À faire:
Pour chaque affirmation ci-dessous, dites si elle concorde avec le texte sur l'euthanasie. Répondez par oui ou par non et citez mot pour mot les termes du texte qui le montrent.
1. Aux Pays-Bas, on a compté 7800 euthanasies en 2021.
2. Selon le texte, la législation de la Belgique a légalisé l'euthanasie.
3. La citation sur l'État qui incite les plus faibles à quitter la vie est attribuée à Théo Boer.

Toujours plus d’euthanasie et de suicides

Soulignons au passage que contrairement à ce que sous-entend la presse en les prenant pour exemple, les législations des Pays-Bas et de la Belgique, et même celle de l’Etat de l’Oregon, n’ont nullement légalisé l’euthanasie, mais ont seulement « ajouté » au code pénal une « exception d’euthanasie », soustrayant de fait à l’accusation de meurtre prémédité les tiers ayant provoqué la mort. Un sophisme qui met à l’abri de toute poursuite judiciaire les médecins, ainsi autorisés, sous conditions, à prescrire des produits mortels sous couvert de traitement médical.

Théo Boer souligne que « dans certains endroits des Pays-Bas, jusqu’à 15 % des décès résultent d’une mort administrée ». En effet, dans ce pays, le nombre d’euthanasies est passé de 2000 cas en 2002 à 7800 en 2021. Cette augmentation s’est poursuivie en 2022, précise le magazine Généthique. Les discussions portent désormais sur les personnes âgées de plus de 75 ans sans pathologie.

Le prix de la vie

Il faut oser se poser une question troublante : comment la société a-t-elle pu instiller chez les personnes fragiles un tel sentiment de culpabilité qui les pousse à réclamer une mort anticipée, et de quelle valeur est leur avis quand elles demandent qu’on les tue ? La personne qui souffre se demande si sa « vie, indigne d’être vécue », peut encore être tolérée par ses proches ou par la société. Alors, la promesse d’une « mort douce » serait la bienvenue. C’est négliger le fait que c’est dans une société financièrement déclinante, avec un système de santé qui s’étiole, que la question se pose.

Fortement endettée, la France économise ses ressources au détriment du service public.

Le gouvernement applique des réformes dans le secteur public (retraites, sécurité sociale, énergie, transports ou santé), là où les coûts sont les plus importants car c’est là qu’il a le plus grand nombre. Pour vendre sa politique, il porte le débat sur la place publique. Ici, il faut mettre le doigt sur la plaie de l’eugénisme : c’est une stigmatisation des plus faibles dans un système économique qui s’effondre. On suggère insidieusement que chaque vie est évaluée selon son coût.

« Dans toutes ces propositions, c’est l’Etat qui organise, incite même, les plus faibles et les moins productifs à quitter la vie, mettant en place pour ce faire un réseau de structures de dispensation de la mort »
, selon Robert Holcman.

Rien de neuf !

(Entrées du jeu de données)
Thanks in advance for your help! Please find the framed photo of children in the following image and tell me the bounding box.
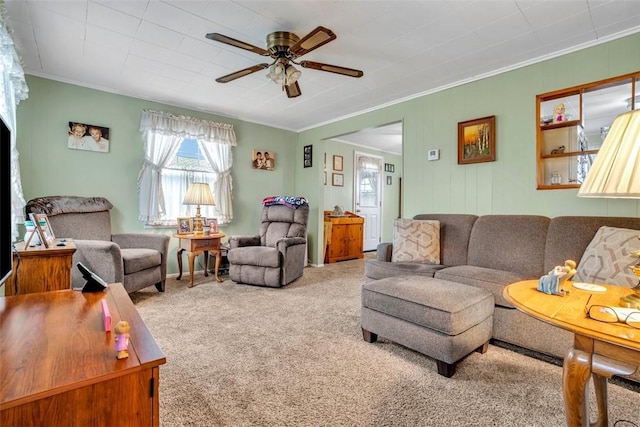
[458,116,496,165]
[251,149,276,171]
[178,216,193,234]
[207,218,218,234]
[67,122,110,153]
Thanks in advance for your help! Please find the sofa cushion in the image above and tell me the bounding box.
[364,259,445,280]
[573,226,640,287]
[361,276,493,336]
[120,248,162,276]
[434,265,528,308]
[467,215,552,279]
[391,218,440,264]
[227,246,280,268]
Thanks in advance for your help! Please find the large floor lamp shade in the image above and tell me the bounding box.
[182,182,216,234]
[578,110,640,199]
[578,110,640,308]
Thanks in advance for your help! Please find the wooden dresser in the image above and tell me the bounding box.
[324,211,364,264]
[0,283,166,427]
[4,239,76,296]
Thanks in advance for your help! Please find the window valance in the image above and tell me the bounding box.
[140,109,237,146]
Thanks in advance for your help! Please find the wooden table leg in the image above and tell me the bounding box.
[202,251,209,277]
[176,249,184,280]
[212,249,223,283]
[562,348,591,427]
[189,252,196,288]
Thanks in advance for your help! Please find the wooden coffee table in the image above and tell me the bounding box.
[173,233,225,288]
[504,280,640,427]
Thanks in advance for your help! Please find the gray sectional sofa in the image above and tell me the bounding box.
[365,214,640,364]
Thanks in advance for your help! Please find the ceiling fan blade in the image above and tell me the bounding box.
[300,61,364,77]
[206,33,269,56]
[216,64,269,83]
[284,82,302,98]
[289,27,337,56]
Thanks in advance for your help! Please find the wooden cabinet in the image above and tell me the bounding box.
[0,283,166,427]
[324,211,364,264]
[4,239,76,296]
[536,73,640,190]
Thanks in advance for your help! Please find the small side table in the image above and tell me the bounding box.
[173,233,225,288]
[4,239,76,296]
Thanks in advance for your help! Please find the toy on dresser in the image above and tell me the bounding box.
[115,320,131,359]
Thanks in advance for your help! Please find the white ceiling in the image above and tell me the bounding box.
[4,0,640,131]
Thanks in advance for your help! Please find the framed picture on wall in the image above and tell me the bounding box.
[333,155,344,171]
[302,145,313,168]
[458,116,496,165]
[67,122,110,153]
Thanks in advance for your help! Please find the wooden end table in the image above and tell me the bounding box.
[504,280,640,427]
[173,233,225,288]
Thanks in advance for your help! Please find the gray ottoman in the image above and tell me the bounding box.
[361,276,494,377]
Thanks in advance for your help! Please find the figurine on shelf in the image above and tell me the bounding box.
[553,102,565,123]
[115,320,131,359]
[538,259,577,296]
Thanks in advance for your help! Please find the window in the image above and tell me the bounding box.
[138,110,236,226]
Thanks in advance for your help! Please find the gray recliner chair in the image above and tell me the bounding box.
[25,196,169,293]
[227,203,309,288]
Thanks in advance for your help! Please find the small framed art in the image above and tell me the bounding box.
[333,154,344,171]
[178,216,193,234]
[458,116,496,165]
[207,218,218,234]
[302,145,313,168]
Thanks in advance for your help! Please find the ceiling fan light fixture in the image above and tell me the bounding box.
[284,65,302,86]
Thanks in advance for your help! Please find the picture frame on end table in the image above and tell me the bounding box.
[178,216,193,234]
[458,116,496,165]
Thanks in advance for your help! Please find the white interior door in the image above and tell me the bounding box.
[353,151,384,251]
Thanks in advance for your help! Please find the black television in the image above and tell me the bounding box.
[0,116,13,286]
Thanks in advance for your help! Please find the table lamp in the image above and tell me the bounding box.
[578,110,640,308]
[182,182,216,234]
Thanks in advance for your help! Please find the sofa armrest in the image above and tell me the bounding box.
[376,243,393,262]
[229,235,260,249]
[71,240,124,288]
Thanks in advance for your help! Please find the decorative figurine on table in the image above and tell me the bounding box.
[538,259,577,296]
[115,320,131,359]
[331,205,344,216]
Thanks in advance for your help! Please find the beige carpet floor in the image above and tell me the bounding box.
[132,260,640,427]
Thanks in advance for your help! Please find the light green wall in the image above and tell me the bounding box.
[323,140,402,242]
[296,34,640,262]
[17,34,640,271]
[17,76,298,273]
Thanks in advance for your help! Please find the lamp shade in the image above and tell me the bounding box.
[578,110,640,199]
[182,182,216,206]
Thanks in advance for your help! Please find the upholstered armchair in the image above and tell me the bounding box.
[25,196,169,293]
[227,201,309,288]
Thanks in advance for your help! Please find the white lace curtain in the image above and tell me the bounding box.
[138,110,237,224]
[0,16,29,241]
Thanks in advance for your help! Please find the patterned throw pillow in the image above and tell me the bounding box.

Résultat de l'exercice:
1. Oui : « le nombre d’euthanasies est passé de 2000 cas en 2002 à 7800 en 2021 ».
2. Non : « n’ont nullement légalisé l’euthanasie ».
3. Non : « selon Robert Holcman ».